* _Excerpt provided_:
Friday, March 6, 2020

Week 8 Reflection

This week we speak on the 1920s era of for America. In my reading this week I seen how progressive and modern were the 1920s was in the U.S . The early 20th century was an era of business expansion and progressive reform in the United States. They also tried to make big business more responsible through regulations of various kinds. They wanted to clean up the corrupt city government. This way it can improve working conditions in factories. Another thing was to also better the living conditions for those who lived in slum areas. 
Next lets talk about conservative or traditional in the 1920s. Around this time it was big battle over this topic. This battle was epitomized in religion, which is where much of the attempt to make society more moralistic stemmed from. There was a fierce battle raging during the decade between the traditionalists and the modernists in religion, with questions over how the Bible should be interpreted. This battle in religious issues spilled over into just about everything else, with the forces of conservatism attempting to preserve tradition and what they believed to be morality, and other forces seeking a more liberalized, free society. The conservative forces certainly won the war of ideas.
In the 1920 is wasn’t to nice for women till the end of the decade things got better. politics of feminism seemed less important to the “flapper generation”, this was partly because young women were taking the struggle for freedom into their personal lives. a significant number of women were beginning to claim the same licence as men. There were small steps of encouragement, too, with divorce made easier by the Matrimonial Causes Act 1923 and contraception made more readily available by the Marie Stopes mail-order service. The flapper generation may have been comparatively apolitical and self-absorbed, but, as they puzzled out what freedom meant and tested their personal limits. You can just say basically coming to the end of the decade, some feminists would say that women’s great achievements in the 20s was learning to value their individuality.
Lets also talked about my favorite part of the 20s The Harlem Renaissance. IT was a golden age for African American artists, writers and musicians. It gave these artists pride in and control over how the black experience was represented in American culture and set the stage for the civil rights movement. The Harlem Renaissance was the development of the Harlem neighborhood in New York City as a black cultural mecca in the early 20th Century and the subsequent social and artistic explosion that resulted. Lasting roughly from the 1910s through the mid-1930s. Im actually from New York so hearing about this growing learning about it always been my thing.

* _Provided material_:

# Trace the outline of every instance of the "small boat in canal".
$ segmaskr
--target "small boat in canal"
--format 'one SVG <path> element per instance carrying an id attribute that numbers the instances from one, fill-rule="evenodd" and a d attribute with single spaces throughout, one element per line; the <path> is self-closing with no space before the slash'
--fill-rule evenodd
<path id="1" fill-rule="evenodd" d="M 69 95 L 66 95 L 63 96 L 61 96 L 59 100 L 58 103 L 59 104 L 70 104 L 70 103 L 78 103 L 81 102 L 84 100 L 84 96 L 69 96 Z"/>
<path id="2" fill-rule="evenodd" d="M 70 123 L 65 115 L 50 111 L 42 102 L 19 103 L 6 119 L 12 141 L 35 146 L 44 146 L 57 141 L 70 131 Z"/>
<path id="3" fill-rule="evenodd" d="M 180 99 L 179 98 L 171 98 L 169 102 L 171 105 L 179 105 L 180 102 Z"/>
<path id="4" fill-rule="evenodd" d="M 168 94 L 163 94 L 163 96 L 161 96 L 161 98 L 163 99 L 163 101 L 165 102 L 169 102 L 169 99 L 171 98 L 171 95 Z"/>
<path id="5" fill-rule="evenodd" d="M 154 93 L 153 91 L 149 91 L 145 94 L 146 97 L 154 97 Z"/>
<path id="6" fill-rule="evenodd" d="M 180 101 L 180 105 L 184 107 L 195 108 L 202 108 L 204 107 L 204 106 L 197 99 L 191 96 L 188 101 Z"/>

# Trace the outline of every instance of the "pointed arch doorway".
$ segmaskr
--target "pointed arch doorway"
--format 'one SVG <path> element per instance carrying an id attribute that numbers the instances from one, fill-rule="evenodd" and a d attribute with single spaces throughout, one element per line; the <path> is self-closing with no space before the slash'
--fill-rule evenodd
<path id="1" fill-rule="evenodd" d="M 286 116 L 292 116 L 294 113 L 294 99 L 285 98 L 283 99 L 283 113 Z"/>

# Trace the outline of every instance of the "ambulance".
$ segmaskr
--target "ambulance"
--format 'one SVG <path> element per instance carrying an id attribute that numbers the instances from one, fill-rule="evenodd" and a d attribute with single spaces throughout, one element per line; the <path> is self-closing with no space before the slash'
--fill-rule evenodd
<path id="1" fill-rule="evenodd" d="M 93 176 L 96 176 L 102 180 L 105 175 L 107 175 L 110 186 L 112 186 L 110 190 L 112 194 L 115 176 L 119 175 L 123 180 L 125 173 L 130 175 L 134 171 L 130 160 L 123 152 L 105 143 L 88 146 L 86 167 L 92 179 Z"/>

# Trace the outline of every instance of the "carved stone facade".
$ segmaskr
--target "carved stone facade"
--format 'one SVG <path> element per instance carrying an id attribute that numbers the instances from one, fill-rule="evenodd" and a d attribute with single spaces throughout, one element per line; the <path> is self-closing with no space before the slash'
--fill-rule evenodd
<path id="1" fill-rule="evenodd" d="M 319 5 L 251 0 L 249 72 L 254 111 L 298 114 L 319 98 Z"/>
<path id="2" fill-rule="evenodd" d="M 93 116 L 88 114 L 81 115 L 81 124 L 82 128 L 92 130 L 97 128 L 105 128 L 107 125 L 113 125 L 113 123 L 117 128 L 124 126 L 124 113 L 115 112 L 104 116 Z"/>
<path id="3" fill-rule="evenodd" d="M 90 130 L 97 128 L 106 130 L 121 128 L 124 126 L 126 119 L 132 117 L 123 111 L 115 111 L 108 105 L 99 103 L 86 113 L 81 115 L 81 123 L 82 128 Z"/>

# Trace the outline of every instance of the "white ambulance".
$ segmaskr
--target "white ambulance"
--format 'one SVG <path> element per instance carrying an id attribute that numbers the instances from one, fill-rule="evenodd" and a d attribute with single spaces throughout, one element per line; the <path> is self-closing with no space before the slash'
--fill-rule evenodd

* _To be done_: In the Week 8 reflection, which act made divorce easier for women? Answer from the Week 8 reflection alone, not the rows.

* _Result_: The Matrimonial Causes Act 1923